Data shown:
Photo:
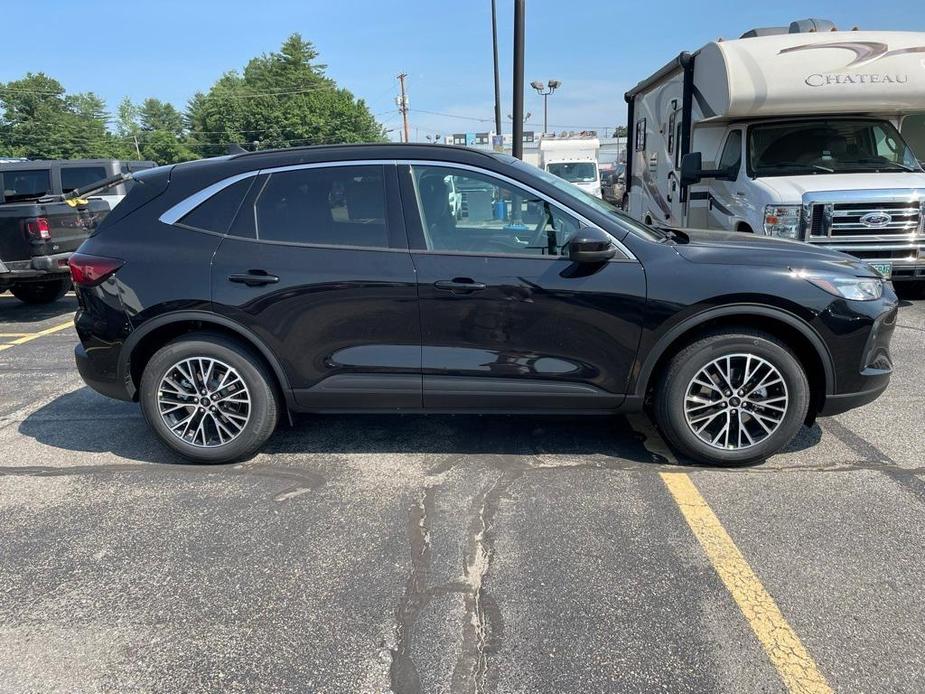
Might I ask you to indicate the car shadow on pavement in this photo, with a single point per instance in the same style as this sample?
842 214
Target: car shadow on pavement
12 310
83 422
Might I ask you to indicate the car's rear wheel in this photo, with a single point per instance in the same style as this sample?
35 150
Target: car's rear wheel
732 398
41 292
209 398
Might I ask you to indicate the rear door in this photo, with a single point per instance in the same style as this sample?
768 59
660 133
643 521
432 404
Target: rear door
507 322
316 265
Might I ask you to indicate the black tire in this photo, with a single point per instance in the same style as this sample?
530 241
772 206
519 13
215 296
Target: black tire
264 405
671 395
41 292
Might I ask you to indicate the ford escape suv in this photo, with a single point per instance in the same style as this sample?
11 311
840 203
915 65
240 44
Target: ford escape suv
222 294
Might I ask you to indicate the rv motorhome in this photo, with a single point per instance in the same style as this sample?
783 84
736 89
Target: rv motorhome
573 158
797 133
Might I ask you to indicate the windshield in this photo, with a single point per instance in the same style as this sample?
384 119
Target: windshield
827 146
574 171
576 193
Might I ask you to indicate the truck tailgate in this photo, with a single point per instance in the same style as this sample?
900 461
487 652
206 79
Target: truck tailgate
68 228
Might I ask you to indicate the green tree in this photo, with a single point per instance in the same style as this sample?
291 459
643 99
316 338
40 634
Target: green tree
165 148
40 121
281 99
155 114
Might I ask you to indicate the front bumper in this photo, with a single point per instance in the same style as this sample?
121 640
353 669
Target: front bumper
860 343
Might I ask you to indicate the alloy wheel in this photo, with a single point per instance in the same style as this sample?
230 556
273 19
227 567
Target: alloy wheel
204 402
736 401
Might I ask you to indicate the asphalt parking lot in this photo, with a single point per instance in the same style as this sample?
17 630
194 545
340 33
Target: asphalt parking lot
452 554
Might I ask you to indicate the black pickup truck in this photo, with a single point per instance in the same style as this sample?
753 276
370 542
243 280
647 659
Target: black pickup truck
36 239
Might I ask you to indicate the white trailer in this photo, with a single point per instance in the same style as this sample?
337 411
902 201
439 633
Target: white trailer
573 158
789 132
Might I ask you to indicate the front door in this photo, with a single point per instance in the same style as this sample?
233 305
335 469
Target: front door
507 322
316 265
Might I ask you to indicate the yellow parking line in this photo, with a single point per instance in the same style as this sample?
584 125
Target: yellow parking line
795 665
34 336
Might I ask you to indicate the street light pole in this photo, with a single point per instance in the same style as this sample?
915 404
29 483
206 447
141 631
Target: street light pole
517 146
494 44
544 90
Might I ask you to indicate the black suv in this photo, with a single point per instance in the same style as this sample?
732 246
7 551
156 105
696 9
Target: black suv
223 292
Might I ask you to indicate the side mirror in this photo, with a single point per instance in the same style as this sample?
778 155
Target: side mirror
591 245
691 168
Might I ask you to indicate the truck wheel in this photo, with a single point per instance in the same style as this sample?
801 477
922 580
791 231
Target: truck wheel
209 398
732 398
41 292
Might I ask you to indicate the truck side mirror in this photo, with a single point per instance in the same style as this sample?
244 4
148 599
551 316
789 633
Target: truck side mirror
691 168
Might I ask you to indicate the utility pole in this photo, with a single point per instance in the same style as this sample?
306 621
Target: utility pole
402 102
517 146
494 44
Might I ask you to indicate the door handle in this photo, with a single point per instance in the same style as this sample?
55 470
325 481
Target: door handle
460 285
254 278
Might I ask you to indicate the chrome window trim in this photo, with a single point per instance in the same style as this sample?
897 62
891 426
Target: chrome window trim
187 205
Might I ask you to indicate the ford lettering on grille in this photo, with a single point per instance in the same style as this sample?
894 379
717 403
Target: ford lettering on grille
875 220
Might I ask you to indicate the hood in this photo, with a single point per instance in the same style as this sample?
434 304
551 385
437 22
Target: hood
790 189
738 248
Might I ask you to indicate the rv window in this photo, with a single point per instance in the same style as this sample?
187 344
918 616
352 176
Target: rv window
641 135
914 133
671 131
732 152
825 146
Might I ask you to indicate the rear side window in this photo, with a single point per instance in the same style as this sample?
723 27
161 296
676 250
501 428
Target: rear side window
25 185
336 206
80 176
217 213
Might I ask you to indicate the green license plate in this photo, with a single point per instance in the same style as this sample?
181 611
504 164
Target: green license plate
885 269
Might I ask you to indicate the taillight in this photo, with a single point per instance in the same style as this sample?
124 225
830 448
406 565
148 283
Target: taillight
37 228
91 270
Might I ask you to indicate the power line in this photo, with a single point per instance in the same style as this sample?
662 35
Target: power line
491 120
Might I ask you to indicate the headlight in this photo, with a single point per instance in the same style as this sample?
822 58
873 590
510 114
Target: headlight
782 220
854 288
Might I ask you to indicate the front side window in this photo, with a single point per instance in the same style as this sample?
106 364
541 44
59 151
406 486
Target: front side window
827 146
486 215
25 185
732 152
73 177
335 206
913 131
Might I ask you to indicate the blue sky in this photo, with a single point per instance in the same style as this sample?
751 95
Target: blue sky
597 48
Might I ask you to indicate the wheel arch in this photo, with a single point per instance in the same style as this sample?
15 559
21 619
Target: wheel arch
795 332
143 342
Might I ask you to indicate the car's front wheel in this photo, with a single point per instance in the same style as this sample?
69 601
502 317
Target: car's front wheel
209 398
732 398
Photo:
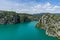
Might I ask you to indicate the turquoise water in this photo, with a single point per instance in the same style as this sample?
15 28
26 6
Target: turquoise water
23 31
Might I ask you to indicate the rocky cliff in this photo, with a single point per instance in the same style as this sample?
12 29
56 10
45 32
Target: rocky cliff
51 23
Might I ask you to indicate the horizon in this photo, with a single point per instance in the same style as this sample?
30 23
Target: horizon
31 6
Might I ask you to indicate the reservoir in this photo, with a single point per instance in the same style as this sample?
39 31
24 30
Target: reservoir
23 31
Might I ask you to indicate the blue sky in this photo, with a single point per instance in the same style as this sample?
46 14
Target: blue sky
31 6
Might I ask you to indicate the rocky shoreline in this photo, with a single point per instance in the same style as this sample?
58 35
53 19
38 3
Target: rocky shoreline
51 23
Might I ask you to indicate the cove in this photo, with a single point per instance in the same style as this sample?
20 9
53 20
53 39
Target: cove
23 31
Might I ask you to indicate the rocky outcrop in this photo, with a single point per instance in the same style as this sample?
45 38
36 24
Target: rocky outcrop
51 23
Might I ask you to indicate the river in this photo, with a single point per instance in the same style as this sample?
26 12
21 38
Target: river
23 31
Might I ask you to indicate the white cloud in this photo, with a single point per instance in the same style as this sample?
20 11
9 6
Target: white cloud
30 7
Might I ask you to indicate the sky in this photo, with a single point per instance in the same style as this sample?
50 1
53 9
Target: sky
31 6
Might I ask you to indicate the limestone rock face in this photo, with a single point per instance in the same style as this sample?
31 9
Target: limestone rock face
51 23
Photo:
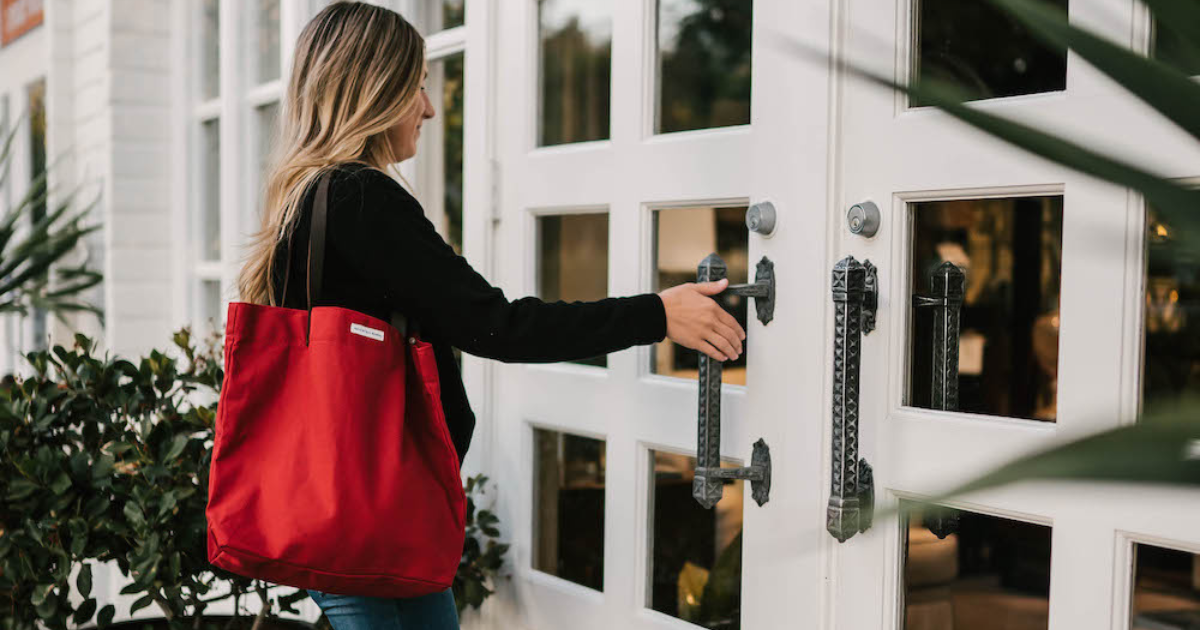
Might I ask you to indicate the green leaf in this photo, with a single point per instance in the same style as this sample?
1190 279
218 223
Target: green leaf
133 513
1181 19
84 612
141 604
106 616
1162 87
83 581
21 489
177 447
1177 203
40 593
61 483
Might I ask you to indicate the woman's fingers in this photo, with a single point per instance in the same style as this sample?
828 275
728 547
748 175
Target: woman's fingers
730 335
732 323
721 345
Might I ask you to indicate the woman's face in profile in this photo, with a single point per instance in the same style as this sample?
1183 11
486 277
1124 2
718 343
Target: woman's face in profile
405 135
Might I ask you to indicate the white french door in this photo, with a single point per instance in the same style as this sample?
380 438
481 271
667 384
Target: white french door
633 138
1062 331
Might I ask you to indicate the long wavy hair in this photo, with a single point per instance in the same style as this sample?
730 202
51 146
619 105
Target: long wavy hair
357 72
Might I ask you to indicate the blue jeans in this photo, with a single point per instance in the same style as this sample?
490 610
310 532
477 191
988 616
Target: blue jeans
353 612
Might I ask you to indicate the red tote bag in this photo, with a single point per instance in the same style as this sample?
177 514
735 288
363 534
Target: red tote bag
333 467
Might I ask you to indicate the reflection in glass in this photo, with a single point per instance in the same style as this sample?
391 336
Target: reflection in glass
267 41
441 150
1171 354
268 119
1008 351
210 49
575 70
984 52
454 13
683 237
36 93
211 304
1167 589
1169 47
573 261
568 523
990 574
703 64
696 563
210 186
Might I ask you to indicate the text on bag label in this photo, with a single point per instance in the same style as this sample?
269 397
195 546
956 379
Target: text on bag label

Work instructions: Send back exactly the lines from the line with "Might I ask you to indicate the long" through the end of the records.

Answer to this task:
Might I ask you to indicate the long wavy hair in this photo, with a single point per instance in the same style as this sample?
730 202
51 146
619 105
Target: long wavy hair
357 72
Might I ask you to indicate the blue jeans in this photo, with a single point per instance in the same style as this sample?
490 610
310 532
477 191
988 616
Target: blue jeans
353 612
Might I ask you to indicate the red tote bag in this photo, with a single point per instance in the same style as this sample?
177 514
735 288
363 534
Target: red tote bag
333 467
Might I ask you to indicate the reflection in glass in this photo, with a single point per instance in the same style as this sample?
391 336
Target: reflection in glass
267 41
441 150
1171 354
268 119
1008 351
210 49
575 70
984 52
454 13
683 237
36 93
211 304
1167 589
1169 47
573 261
568 523
990 574
703 64
696 563
210 186
Might I ask you to indicate the text on bag label in this photo, with a single point per instance in the same style as this sample?
269 397
195 546
956 379
Target: text on bag label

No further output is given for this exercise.